▸ **TEXTO FUENTE**
= = =
Un balón.
No me gusta esta realidad. Ni esta, ni la de siempre, ni la nueva normalidad. Eso pasa. Eso me ha pasado gran parte de mi vida. No es nuevo. No me gusta el tráfico de la A44, ni estar corriendo todo el día, ni no tener tiempo para leer más, para ver más fútbol, para estar con los niños más.
El balón se oye cuando lo golpean, cuando hay un pase, cuando tiran a meta. Suena. Y suenan voces extrañas que hablan en alemán. Igual nos parecen menos interesantes cuando sean en castellano. Pero es fútbol desnudo, sin alharacas, sin voces, sin aficionados. Me encantaría estar allí, en un estadio vacío, y poder observar cada detalle, sentir cada ruido. ¿Llegará el olor de la hierba a la grada?
= = =
▸ **DATOS**
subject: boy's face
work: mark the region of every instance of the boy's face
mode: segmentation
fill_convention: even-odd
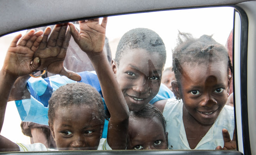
= = =
Por favor, prosigue el texto sobre el fútbol en estadios vacíos a partir de su última frase.

En la gripe española de 1918 hubo una oleada fuerte en primavera, una más grave ese otoño y luego una última más floja en la primavera siguiente. Hubo tantas cosas parecidas que leer “El jinete pálido” es una cura de humildad. La naturaleza sigue ahí, impasible. Es lo que es. Como el tiempo en el ministerio pero en ser.
Hago limpia en mi biblioteca. Hay épocas para tener y otras para ser ligero. Para desprenderse. Escribo tonterías en twiiter mientras voy haciéndolo (hasta que cierro la cuenta). “Una biblioteca es como una pareja, solo tiene sentido como proyección de futuro. Y, quizás, como memoria privada de lo mejor de nuestra vida”. No había purgado la biblioteca en ninguna de las dos mudanzas de los últimos años. Quito muchos libros que tenía por afán coleccionista. Algunos, porque el tiempo -el 15M, las crisis, la experiencia política- los ha maltratado. Cuánto por leer.
Echo de menos el silencio del barrio de Gracia. El trabajo tranquilo, las calles vacías. No, no lo echo de menos. Pero sí me sobran los coches. ¿Me sobra mi coche? No, claro que no. Pero, a pesar de tanto todo, durante lo peor del confinamiento tuve otra rutina mucho más lógica, trabajando igual pero con más orden. Eso sí lo echo de menos.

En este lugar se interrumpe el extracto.